A block of data:
--
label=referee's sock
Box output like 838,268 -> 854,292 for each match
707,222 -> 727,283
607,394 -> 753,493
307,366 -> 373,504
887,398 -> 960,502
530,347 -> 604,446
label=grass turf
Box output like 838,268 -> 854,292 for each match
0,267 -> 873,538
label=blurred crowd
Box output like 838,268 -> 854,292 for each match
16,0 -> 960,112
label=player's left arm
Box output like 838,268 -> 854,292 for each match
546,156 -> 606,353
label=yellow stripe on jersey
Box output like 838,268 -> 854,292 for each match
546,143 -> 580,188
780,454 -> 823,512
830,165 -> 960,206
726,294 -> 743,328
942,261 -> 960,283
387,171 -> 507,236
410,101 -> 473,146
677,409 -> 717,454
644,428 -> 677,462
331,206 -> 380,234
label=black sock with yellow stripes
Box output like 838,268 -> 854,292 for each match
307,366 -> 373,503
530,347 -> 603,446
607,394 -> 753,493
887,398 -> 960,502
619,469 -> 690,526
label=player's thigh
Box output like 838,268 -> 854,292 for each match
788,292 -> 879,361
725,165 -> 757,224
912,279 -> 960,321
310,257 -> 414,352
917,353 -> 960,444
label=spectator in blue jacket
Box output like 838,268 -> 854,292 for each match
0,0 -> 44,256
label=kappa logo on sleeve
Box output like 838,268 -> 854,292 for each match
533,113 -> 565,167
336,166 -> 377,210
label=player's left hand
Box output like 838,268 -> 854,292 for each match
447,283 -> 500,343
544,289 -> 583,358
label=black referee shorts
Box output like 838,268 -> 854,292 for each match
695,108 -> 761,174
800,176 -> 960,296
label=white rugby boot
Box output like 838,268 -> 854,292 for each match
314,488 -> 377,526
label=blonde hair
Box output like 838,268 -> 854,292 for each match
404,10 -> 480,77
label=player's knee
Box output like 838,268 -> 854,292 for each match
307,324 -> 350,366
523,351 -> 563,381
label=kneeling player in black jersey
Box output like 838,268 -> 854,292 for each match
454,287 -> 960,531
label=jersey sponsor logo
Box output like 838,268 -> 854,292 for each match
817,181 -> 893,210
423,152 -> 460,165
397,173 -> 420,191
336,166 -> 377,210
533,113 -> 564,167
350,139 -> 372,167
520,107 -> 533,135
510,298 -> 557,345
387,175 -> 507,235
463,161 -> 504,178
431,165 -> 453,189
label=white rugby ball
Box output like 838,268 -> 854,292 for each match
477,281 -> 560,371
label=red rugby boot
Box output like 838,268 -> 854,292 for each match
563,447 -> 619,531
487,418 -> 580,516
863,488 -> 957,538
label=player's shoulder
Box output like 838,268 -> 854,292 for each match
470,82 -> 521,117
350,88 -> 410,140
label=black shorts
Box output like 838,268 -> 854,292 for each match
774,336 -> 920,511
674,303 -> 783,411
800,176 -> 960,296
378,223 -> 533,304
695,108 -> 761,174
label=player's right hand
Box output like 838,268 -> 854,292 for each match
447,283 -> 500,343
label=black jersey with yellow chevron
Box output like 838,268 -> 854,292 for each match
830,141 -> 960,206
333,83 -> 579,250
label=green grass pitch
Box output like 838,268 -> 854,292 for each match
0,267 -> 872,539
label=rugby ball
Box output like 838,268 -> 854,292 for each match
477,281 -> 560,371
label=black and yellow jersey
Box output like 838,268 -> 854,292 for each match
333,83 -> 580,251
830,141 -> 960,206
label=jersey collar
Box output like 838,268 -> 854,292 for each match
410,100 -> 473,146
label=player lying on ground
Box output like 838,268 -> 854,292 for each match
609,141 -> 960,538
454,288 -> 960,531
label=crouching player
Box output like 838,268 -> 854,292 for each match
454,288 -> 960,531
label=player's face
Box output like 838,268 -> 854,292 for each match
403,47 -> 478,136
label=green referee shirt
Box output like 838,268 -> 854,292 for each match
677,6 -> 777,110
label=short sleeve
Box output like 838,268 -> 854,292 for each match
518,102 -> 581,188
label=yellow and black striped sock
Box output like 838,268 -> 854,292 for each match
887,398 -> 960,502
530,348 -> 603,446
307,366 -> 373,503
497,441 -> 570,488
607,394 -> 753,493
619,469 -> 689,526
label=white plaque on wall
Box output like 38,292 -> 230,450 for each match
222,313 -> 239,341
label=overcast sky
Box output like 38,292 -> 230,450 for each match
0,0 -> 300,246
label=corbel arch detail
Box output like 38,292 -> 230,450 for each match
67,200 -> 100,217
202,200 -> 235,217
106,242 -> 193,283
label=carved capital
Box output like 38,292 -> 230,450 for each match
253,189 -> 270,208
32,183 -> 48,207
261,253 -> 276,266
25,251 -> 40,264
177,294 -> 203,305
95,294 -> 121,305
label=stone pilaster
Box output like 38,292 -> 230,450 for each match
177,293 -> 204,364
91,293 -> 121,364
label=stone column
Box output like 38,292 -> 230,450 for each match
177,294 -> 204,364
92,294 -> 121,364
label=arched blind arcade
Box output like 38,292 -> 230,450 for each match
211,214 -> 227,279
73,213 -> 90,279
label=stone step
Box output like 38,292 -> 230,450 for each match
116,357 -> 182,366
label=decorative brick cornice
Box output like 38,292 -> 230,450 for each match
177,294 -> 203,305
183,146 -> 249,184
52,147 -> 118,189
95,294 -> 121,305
--
Exercise prompt:
Return the lines of the listing unchanged, beginning with the line that contains "label=white rugby boot" and continuing through the line that contains "523,351 -> 563,381", with both of those lines included.

Output for this exercise:
label=white rugby boot
Box output like 838,268 -> 854,292 for each match
314,488 -> 377,526
label=blonde hair
Box output like 838,268 -> 854,292 for each match
404,10 -> 480,77
label=player's knee
Box output like 838,268 -> 854,292 for each match
307,324 -> 350,366
523,351 -> 563,381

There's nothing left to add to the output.